Stored data entries
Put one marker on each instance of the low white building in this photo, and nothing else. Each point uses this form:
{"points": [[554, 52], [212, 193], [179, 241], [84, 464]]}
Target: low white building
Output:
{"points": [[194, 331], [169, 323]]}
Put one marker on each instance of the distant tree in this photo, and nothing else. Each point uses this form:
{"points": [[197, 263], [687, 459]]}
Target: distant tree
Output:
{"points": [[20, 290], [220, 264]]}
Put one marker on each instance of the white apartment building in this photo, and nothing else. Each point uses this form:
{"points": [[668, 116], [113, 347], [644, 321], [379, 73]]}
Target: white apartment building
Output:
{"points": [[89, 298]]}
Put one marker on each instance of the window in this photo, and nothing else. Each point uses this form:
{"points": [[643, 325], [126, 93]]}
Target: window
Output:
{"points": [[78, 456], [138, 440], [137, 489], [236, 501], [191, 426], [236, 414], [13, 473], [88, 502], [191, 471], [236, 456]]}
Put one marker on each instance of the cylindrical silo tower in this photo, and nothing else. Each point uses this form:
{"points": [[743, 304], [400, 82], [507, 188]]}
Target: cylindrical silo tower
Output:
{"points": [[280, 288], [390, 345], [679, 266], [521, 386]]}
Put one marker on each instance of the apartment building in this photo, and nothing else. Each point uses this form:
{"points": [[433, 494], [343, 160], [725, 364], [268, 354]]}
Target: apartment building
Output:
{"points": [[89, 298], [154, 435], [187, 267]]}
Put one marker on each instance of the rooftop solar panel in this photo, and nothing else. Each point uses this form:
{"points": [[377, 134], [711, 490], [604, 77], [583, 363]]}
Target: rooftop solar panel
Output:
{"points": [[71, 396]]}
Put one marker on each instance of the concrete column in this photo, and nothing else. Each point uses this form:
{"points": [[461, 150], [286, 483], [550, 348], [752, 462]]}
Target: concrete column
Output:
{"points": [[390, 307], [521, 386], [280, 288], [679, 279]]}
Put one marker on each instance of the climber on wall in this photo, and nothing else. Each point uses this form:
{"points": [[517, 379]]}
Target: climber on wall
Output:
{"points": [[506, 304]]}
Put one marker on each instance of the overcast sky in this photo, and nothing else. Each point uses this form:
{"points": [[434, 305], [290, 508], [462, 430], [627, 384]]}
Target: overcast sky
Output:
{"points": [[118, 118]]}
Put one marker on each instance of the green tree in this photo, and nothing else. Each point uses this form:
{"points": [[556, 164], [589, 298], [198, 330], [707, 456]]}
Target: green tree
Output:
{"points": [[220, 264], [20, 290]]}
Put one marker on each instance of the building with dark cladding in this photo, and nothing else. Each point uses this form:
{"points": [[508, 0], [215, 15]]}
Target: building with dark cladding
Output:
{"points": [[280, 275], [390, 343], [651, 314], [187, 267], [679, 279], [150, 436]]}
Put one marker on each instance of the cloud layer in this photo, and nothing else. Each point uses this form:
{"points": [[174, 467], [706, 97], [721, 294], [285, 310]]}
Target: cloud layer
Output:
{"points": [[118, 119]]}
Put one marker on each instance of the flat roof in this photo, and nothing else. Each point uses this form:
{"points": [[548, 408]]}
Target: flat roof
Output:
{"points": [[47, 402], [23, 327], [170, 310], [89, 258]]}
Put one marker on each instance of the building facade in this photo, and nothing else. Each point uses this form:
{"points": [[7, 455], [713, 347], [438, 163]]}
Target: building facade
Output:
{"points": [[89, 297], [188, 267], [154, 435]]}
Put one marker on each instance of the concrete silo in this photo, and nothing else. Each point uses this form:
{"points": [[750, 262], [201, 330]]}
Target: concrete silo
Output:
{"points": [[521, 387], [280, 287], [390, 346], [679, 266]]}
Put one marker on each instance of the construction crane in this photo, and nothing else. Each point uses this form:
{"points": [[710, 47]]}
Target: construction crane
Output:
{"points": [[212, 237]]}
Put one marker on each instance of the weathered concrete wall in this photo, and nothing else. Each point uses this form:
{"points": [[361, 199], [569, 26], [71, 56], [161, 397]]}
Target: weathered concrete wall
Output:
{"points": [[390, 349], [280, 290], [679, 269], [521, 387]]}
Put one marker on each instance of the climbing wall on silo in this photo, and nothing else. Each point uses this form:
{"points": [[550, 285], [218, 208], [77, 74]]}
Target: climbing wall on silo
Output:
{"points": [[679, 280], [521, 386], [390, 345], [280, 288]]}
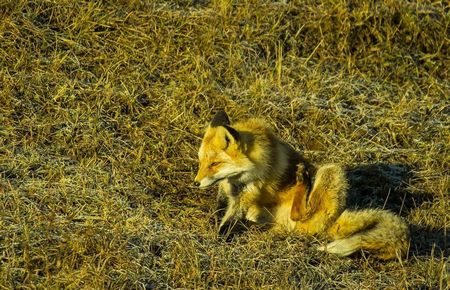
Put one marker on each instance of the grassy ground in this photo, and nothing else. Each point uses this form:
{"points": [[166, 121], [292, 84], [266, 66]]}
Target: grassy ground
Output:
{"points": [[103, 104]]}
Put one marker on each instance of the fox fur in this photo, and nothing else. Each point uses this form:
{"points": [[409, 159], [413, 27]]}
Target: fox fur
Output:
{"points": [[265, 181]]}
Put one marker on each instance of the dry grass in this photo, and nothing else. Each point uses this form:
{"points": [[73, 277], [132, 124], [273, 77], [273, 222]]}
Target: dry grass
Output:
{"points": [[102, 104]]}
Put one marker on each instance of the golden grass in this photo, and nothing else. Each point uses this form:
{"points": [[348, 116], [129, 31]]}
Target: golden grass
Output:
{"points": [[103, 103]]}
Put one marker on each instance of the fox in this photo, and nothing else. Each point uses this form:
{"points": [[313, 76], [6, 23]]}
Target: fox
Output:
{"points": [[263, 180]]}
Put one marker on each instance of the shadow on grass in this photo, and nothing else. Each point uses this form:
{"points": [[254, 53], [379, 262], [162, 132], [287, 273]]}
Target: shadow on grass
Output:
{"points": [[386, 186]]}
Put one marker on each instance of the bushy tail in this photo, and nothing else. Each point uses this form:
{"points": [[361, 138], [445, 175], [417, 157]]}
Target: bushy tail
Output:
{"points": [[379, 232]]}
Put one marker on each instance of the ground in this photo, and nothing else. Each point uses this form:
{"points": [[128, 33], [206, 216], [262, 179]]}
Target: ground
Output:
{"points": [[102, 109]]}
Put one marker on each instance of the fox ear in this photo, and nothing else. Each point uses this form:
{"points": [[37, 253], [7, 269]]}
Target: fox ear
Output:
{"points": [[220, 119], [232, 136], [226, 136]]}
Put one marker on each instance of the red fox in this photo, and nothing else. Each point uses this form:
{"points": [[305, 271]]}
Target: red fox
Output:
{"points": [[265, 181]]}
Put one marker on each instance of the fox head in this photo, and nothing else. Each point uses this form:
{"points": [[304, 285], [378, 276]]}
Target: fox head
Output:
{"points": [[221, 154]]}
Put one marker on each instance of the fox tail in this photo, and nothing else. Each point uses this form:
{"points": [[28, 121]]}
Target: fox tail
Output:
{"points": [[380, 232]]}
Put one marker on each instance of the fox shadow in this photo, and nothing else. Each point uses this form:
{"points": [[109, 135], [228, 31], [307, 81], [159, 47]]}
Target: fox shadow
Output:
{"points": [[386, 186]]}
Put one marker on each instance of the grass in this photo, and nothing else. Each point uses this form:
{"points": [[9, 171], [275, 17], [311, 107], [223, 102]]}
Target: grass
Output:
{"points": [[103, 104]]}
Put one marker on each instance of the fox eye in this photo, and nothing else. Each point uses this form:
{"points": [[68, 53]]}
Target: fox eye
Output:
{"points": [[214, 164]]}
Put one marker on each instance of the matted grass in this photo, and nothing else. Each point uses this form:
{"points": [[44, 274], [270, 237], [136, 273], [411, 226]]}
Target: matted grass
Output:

What is needed:
All preceding records should be duplicated verbatim, images excepted.

Solution below:
Put one marker on each instance of the low white building in this photo, and nothing else. Each point uses this form:
{"points": [[554, 52], [212, 193], [179, 241], [84, 464]]}
Target: low white building
Output:
{"points": [[194, 331], [169, 323]]}
Put one marker on each instance of the distant tree in this photo, and nothing else. Each point uses this form:
{"points": [[197, 263], [687, 459]]}
Target: distant tree
Output:
{"points": [[20, 290], [220, 264]]}
Put one marker on each instance of the white apartment building in this photo, and nothing else. Each point uses this form:
{"points": [[668, 116], [113, 347], [644, 321], [379, 73]]}
Target: white apartment building
Output:
{"points": [[89, 298]]}
Put one marker on each instance of the window in this photo, and nothing else. Each point uses this form:
{"points": [[643, 325], [126, 93]]}
Target: window
Output:
{"points": [[78, 456], [138, 440], [137, 489], [236, 501], [191, 426], [236, 414], [13, 473], [88, 502], [191, 471], [236, 456]]}
Put one marker on each instance of the cylindrical silo tower in this photo, and nothing else. Each point uses this form:
{"points": [[743, 304], [400, 82], [507, 188]]}
Target: cylindrical silo tower
Output:
{"points": [[280, 288], [390, 345], [679, 266], [521, 386]]}
Put one marker on each instance of the apartment building in this photo, and nothing else. Each point uses this form:
{"points": [[433, 494], [343, 160], [725, 364], [268, 354]]}
Target: apartment building
Output:
{"points": [[89, 298], [154, 435], [187, 267]]}
Put one marker on each instance of the rooftop solar panel in this photo, and nothing else. Each point uses this form:
{"points": [[377, 134], [711, 490], [604, 77], [583, 363]]}
Target: rooftop solar panel
Output:
{"points": [[71, 396]]}
Put one marker on each instance of the concrete column in this photo, and nothing else. Each point uses this form:
{"points": [[461, 150], [286, 483], [550, 348], [752, 462]]}
Target: concrete column
Output:
{"points": [[390, 307], [521, 386], [280, 288], [679, 279]]}
Put one marker on each instance of the climber on wall in this photo, and nothing else. Each point uses this form:
{"points": [[517, 379]]}
Target: climber on wall
Output:
{"points": [[506, 304]]}
Put one marker on each instance of the overcast sky in this photo, and nothing else. Each point uses this form:
{"points": [[434, 305], [290, 508], [462, 430], [627, 384]]}
Target: overcast sky
Output:
{"points": [[118, 118]]}
Put one marker on each instance of the green tree in this photo, and nothing else. Each point uses this form:
{"points": [[556, 164], [589, 298], [198, 330], [707, 456]]}
Target: green tree
Output:
{"points": [[220, 264], [20, 290]]}
Put one marker on each instance of the building with dark cladding in this photo, and nothing else. Each point uses this form:
{"points": [[508, 0], [215, 15]]}
Target: building with dark cladding
Output:
{"points": [[280, 275], [390, 343], [651, 314], [187, 267], [679, 279], [150, 436]]}
Put one marker on each instance of the cloud layer in this photo, and nothing else. Each point uses this form:
{"points": [[174, 467], [706, 97], [721, 294], [285, 310]]}
Target: cloud layer
Output:
{"points": [[118, 119]]}
Put one marker on each instance of the flat roof in this photo, and nothing else. Each point uses this form:
{"points": [[548, 408]]}
Target: flat roof
Output:
{"points": [[47, 402], [23, 327], [170, 310], [89, 258]]}
Put one marker on each instance of the building facade in this photo, and nothing else. Each point uses this form:
{"points": [[7, 455], [713, 347], [438, 163]]}
Target: building facade
Output:
{"points": [[89, 297], [188, 267], [154, 435]]}
Put one marker on each instance of the concrete silo in this photo, and nothing else. Each point uses this form:
{"points": [[750, 262], [201, 330]]}
Target: concrete silo
Output:
{"points": [[521, 387], [280, 287], [390, 346], [679, 266]]}
Put one marker on each instance of the construction crane in this photo, and nothing else. Each point uses this form:
{"points": [[710, 47]]}
Target: construction crane
Output:
{"points": [[212, 237]]}
Put one marker on each instance of the weathered concrete wall in this photo, and nothing else. Each point uses this form:
{"points": [[361, 199], [569, 26], [71, 56], [161, 397]]}
Target: weathered concrete wall
Output:
{"points": [[390, 349], [280, 290], [679, 269], [521, 387]]}
Put one marker on each instance of the climbing wall on silo in this photo, and nothing else. Each point uses this form:
{"points": [[550, 285], [218, 208], [77, 74]]}
Target: climbing wall on silo
Output:
{"points": [[679, 280], [521, 386], [390, 345], [280, 288]]}
Put one marker on each instance of the grassy ground in this photo, and nothing else. Each point uses this form:
{"points": [[166, 121], [292, 84], [266, 66]]}
Target: grassy ground
Output:
{"points": [[103, 104]]}
Put one marker on each instance of the fox fur in this photo, and nothing else. Each point uses this form:
{"points": [[409, 159], [413, 27]]}
Target: fox fur
Output:
{"points": [[265, 181]]}
Put one marker on each instance of the dry grass in this photo, and nothing else. Each point uses this form:
{"points": [[73, 277], [132, 124], [273, 77], [273, 222]]}
Target: dry grass
Output:
{"points": [[102, 104]]}
Put one marker on each instance of the golden grass in this photo, and nothing else. Each point uses this form:
{"points": [[348, 116], [129, 31]]}
Target: golden grass
Output:
{"points": [[103, 103]]}
Put one marker on each instance of the fox in this photo, and nothing else. Each point uses this form:
{"points": [[313, 76], [6, 23]]}
Target: fox
Output:
{"points": [[263, 180]]}
Put one marker on each instance of the shadow on grass in this photo, and nothing else. Each point uses this form:
{"points": [[254, 53], [379, 262], [162, 132], [287, 273]]}
Target: shadow on grass
Output:
{"points": [[386, 186]]}
Put one marker on each instance of the bushy tail in this photo, and nothing else. Each point uses this form:
{"points": [[361, 138], [445, 175], [417, 157]]}
Target: bushy tail
Output:
{"points": [[379, 232]]}
Put one marker on each instance of the ground in this photo, and nothing else. Each point uses this form:
{"points": [[128, 33], [206, 216], [262, 179]]}
Target: ground
Output:
{"points": [[102, 109]]}
Put one marker on each instance of the fox ear in this photo, and nothing else. Each point uses this form:
{"points": [[37, 253], [7, 269]]}
Target: fox ear
Output:
{"points": [[220, 119], [232, 136], [226, 136]]}
Put one marker on each instance of the red fox in this photo, and nothing else. Each point uses this form:
{"points": [[305, 271]]}
Target: red fox
Output:
{"points": [[265, 181]]}
Put one marker on each instance of the fox head in this photo, and nothing else. Each point uses this form:
{"points": [[304, 285], [378, 276]]}
Target: fox head
Output:
{"points": [[221, 154]]}
Put one marker on each instance of the fox tail in this photo, and nothing else. Each point uses this form:
{"points": [[28, 121]]}
Target: fox tail
Output:
{"points": [[380, 232]]}
Put one marker on each instance of the fox shadow in this photo, and nothing else. Each point uses this form:
{"points": [[109, 135], [228, 31], [307, 81], [159, 47]]}
Target: fox shadow
Output:
{"points": [[386, 186]]}
Put one marker on each instance of the grass in this photo, and nothing else. Each point uses this form:
{"points": [[9, 171], [275, 17], [311, 107], [223, 102]]}
Target: grass
Output:
{"points": [[103, 104]]}
Put one marker on each instance of the fox eye in this photo, and nothing else. Each point uses this form:
{"points": [[68, 53]]}
Target: fox eye
Output:
{"points": [[214, 164]]}
Put one marker on each instance of the matted grass in this photo, and nothing else. Each point uses this form:
{"points": [[44, 274], [270, 237], [136, 273], [411, 226]]}
Target: matted grass
Output:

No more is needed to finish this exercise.